_EXERCISE_.
Reproduce all entries word for word.

====== INPUT MATERIAL ======

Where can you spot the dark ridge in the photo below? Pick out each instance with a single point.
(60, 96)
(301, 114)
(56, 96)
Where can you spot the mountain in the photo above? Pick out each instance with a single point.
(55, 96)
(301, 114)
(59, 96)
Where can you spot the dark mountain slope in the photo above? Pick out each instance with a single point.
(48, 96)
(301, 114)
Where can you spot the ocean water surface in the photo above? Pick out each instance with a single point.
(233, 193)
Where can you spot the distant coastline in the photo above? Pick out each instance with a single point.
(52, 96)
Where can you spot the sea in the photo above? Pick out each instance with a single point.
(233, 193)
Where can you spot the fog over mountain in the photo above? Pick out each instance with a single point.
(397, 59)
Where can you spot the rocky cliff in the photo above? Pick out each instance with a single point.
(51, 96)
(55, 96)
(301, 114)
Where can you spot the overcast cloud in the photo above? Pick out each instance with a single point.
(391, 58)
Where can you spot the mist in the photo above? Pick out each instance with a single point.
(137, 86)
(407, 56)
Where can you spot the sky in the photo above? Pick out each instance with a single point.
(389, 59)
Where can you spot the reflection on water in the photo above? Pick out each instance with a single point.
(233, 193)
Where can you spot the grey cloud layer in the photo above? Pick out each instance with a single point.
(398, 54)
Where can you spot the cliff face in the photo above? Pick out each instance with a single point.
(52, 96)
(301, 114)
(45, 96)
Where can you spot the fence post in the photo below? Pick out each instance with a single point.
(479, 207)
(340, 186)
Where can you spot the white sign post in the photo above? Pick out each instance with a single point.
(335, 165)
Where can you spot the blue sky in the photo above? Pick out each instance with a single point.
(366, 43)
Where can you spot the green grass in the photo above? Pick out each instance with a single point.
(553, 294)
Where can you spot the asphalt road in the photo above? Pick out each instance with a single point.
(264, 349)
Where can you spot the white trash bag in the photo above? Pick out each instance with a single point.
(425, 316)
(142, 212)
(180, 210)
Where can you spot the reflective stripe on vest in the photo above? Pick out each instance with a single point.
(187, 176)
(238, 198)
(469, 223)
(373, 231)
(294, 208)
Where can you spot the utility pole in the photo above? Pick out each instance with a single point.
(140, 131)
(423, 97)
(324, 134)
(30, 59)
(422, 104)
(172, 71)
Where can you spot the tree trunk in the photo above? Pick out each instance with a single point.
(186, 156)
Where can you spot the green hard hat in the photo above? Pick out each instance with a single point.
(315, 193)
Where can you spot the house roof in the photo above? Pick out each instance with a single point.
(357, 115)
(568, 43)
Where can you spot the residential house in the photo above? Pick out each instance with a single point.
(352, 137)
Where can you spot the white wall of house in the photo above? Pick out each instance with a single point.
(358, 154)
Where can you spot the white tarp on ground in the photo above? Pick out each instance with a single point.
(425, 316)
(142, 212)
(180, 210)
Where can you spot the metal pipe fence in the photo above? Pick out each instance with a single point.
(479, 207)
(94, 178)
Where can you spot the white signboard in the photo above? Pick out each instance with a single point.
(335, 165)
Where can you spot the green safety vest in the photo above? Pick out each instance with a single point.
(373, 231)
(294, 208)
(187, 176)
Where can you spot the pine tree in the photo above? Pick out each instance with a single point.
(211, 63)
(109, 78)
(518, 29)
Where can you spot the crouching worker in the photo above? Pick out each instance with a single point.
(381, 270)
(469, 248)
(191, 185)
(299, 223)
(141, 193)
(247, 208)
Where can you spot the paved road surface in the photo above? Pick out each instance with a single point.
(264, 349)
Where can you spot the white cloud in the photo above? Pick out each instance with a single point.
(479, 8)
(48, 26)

======

_ANSWER BELOW_.
Where can you spot the dark ridge in the photo below? Pick out each instance with a single point.
(60, 96)
(301, 114)
(56, 96)
Where can you spot the mountain in the photo above? Pick out each instance with a single point.
(55, 96)
(301, 114)
(59, 96)
Where can you spot the dark mountain slope in the photo above? Pick out each instance with a single point.
(48, 96)
(301, 114)
Where can you spot the ocean water surface in the photo above? Pick out each instance with a single point.
(233, 193)
Where can you spot the distant coastline in the photo above? Pick out each instance with a single point.
(52, 96)
Where can you spot the sea in the photo above? Pick out each instance with a single point.
(233, 193)
Where can you spot the fog over mountain in the photo above? Pick out each instance with a single point.
(397, 59)
Where can you spot the rocky cliff in the photo above? Pick out each instance with a single point.
(51, 96)
(55, 96)
(301, 114)
Where can you spot the overcast cloud in the photo above? Pick out each instance with a single point.
(391, 58)
Where can you spot the mist in the photo above? Pick out each instance with a single point.
(137, 86)
(407, 56)
Where can you spot the sky in the photo above? Pick out each instance with a single point.
(389, 59)
Where can you spot the reflection on water in the photo above? Pick out each instance with a single point.
(233, 193)
Where can you spot the grey cloud layer in the photo above? Pick out each instance with a single point.
(398, 54)
Where can you spot the cliff face in the photo above? Pick out each instance with a single point.
(52, 96)
(301, 114)
(45, 96)
Where can you spot the fence post in the photo below? Pick out each instance with a single point.
(479, 207)
(340, 186)
Where can you spot the white sign post in the photo above? Pick out each instance with a single point.
(335, 165)
Where can you spot the blue sky in the photo above? Pick out each instance with a single point.
(366, 43)
Where can you spot the green grass in the photo above? Pick out each instance with a single point.
(553, 294)
Where can you spot the asphalt road in the photo above? Pick out each instance with a single point.
(264, 349)
Where can you spot the white trash bag in the photo above? Pick out each instance with a single point.
(425, 316)
(142, 212)
(180, 210)
Where can you spot the reflective stripe on vest in the photo above? Pick out each instance with a single point.
(187, 176)
(238, 198)
(469, 223)
(373, 231)
(294, 208)
Where can you spot the utility pole in the photo above? Pick out each instance with a single point.
(140, 131)
(423, 97)
(324, 134)
(30, 59)
(422, 104)
(172, 71)
Where can you spot the tree trunk in the photo above? Pick out each instance with a single point.
(186, 156)
Where can you spot the green hard hat in the photo above? Pick out each instance with a single point.
(315, 193)
Where can you spot the house roof in the photo above? Pick out each instance with a single point.
(357, 115)
(568, 43)
Where can you spot the residential house in the photo above? Pick out each instance with a single point.
(352, 137)
Where can you spot the white wall of house in the photo above? Pick out each instance with a single point.
(358, 154)
Where can you spot the white tarp on ground in the photo above? Pick out each instance with a single point.
(425, 316)
(142, 212)
(180, 210)
Where can you spot the metal pipe fence in the photo above? Pick out each instance with a single point.
(479, 207)
(94, 178)
Where can you spot the white signboard in the photo above? Pick out each instance with a single point.
(335, 165)
Where can you spot the green safety vest in the photo above? Pick out each instance with a single point.
(373, 231)
(294, 208)
(187, 176)
Where can you spot the pine tree in the photo above? Pick out each instance with a single point.
(211, 63)
(109, 78)
(518, 29)
Where can you spot the crouching worker in the photo above? Pick out each instance with a single point.
(381, 270)
(469, 248)
(191, 185)
(299, 223)
(141, 193)
(247, 208)
Where can you spot the paved road surface in the photo above? Pick out each instance with a single point.
(264, 349)
Where can you spot the white cloud in the photo above? Pick out each instance with a single point.
(479, 8)
(48, 26)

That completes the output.